▶ [原文]

· · · · · · ·

「つれづれ草」「帝国の地図」書評 弱さこそ恵みとなる詩の原理
ISBN: 9784801003682
発売⽇: 2019/12/25
サイズ: 20cm/290p
ISBN: 9784801003699
発売⽇: 2019/12/25
サイズ: 20cm/182p
つれづれ草/帝国の地図 つれづれ草Ⅱ [著]ジェラール・マセ
声には力がある。第一次大戦で聴力を失った祖父の従軍記を、青年になった著者は書き付けようとする。だが途中で止(や)めてしまう。なぜか。「声の抑揚、言葉の区切りかた、口調、それらが誠実さを示すアクセント」が失われてしまうからだ。
言葉における意味でないものを聞き取る力。ブラックアフリカの人々は、そうした力に長(た)けている。夢の中に現れる象徴を読み解き、冥界から吹き付ける霊気を感じとる。そしてもう一つの場所が日本だ。絵画や書道といった芸術は生活と結びついて、すべてを繊細なものとしている。

· · · · · · ·

▶ [データセットのエントリ]
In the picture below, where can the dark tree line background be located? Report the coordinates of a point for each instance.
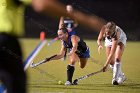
(125, 13)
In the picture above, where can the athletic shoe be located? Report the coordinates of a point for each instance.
(75, 82)
(68, 83)
(121, 79)
(115, 82)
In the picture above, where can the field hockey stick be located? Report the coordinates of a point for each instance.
(41, 62)
(86, 76)
(52, 41)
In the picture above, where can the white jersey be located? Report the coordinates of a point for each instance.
(122, 38)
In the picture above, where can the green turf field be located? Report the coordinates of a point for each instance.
(44, 78)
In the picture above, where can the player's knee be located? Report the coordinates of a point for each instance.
(82, 66)
(117, 60)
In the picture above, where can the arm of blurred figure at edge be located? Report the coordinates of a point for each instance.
(56, 9)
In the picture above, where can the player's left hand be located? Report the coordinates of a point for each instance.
(105, 68)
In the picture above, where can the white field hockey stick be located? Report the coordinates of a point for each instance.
(52, 41)
(41, 62)
(86, 76)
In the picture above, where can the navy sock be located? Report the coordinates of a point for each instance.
(70, 71)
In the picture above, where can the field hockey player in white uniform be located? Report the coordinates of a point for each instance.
(115, 41)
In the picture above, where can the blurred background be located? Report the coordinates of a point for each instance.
(125, 13)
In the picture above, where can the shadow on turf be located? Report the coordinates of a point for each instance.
(99, 87)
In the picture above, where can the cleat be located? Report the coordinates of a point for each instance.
(115, 82)
(121, 79)
(75, 82)
(68, 83)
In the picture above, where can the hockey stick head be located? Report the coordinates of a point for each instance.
(75, 82)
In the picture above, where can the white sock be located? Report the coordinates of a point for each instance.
(116, 70)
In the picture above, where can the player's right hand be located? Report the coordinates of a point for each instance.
(99, 48)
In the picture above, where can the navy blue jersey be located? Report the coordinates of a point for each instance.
(82, 48)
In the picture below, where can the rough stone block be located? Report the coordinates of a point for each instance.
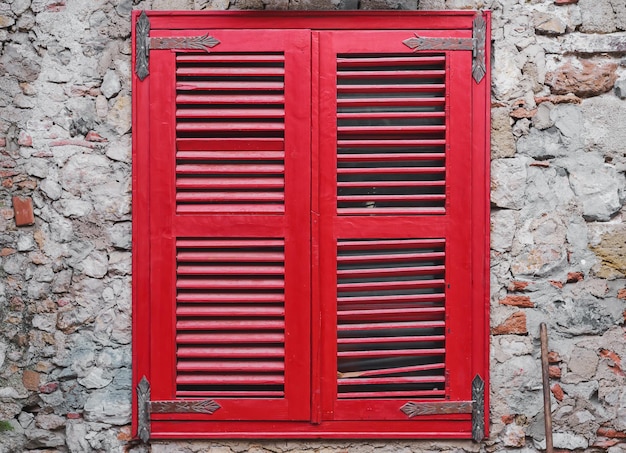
(23, 208)
(584, 78)
(513, 325)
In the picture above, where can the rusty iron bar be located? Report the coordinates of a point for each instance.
(545, 374)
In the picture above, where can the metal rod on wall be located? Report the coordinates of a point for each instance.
(545, 374)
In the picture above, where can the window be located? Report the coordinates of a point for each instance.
(310, 201)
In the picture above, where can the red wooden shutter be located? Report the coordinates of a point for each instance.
(395, 247)
(229, 209)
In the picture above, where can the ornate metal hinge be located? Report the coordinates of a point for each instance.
(476, 44)
(145, 407)
(143, 44)
(476, 407)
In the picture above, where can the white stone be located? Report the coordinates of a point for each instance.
(567, 441)
(96, 379)
(508, 182)
(26, 243)
(111, 84)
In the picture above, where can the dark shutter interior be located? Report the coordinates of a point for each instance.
(230, 317)
(230, 133)
(391, 318)
(391, 134)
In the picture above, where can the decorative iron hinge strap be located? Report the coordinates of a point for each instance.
(476, 44)
(147, 407)
(476, 407)
(143, 44)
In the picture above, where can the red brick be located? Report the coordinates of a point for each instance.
(25, 140)
(611, 432)
(557, 391)
(554, 357)
(574, 277)
(517, 285)
(554, 371)
(518, 301)
(513, 325)
(50, 387)
(23, 208)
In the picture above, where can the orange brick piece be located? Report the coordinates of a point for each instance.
(518, 301)
(23, 208)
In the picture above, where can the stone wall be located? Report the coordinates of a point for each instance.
(558, 229)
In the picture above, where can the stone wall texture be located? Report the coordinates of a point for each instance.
(558, 244)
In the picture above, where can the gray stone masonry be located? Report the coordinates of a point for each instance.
(558, 226)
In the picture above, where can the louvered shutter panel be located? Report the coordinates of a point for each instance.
(229, 214)
(394, 241)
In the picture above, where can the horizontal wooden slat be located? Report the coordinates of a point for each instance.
(236, 257)
(391, 101)
(388, 157)
(390, 88)
(220, 113)
(229, 197)
(386, 115)
(235, 283)
(390, 257)
(230, 324)
(390, 198)
(391, 380)
(230, 71)
(374, 353)
(230, 393)
(398, 314)
(385, 299)
(197, 310)
(388, 130)
(246, 144)
(230, 183)
(216, 58)
(230, 379)
(395, 370)
(231, 352)
(390, 74)
(390, 325)
(402, 244)
(227, 243)
(215, 297)
(224, 366)
(378, 61)
(231, 99)
(230, 270)
(387, 143)
(390, 170)
(229, 338)
(230, 208)
(394, 394)
(257, 85)
(390, 285)
(229, 126)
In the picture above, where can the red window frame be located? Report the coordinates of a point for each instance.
(310, 225)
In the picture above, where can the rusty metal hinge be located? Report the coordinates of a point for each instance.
(145, 407)
(476, 407)
(143, 44)
(476, 44)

· · · · · · ·

▶ [取り組む課題] 上に掲げた書評の全文を、一字一句違えずに書き写してください。

▶ [以下の解答]
「つれづれ草」「帝国の地図」書評 弱さこそ恵みとなる詩の原理
ISBN: 9784801003682
発売⽇: 2019/12/25
サイズ: 20cm/290p
ISBN: 9784801003699
発売⽇: 2019/12/25
サイズ: 20cm/182p
つれづれ草/帝国の地図 つれづれ草Ⅱ [著]ジェラール・マセ
声には力がある。第一次大戦で聴力を失った祖父の従軍記を、青年になった著者は書き付けようとする。だが途中で止(や)めてしまう。なぜか。「声の抑揚、言葉の区切りかた、口調、それらが誠実さを示すアクセント」が失われてしまうからだ。
言葉における意味でないものを聞き取る力。ブラックアフリカの人々は、そうした力に長(た)けている。夢の中に現れる象徴を読み解き、冥界から吹き付ける霊気を感じとる。そしてもう一つの場所が日本だ。絵画や書道といった芸術は生活と結びついて、すべてを繊細なものとしている。